- PROBLEM:
Find each line in the records that contains the word "instance" and copy those lines.

- RECORDS FOR PROCESSING:

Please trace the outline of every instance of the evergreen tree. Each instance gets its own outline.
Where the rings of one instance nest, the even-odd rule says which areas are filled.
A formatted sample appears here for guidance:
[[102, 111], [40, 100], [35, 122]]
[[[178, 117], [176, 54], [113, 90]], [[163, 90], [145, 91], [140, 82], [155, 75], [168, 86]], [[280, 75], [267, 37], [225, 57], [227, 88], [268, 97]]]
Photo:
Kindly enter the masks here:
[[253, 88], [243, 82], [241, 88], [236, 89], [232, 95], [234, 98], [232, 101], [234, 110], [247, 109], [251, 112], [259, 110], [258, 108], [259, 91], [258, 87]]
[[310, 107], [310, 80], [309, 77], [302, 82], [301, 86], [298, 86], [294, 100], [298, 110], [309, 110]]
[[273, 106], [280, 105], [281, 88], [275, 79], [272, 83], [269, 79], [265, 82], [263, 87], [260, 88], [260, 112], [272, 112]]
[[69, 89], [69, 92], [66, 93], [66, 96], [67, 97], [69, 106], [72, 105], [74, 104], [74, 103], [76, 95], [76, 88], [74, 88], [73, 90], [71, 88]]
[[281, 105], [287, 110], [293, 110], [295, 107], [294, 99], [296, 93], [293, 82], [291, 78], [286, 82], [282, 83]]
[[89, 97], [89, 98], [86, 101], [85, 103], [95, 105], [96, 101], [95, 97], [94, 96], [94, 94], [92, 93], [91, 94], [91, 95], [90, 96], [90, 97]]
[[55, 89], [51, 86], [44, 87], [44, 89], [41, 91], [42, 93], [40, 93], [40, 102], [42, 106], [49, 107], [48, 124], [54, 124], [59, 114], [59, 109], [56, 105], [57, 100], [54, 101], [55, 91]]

- RESULT:
Please trace the outline of every instance of the evergreen tree. Each instance gets its own outline.
Where the rings of one instance nest, the even-odd rule says which areas are filled.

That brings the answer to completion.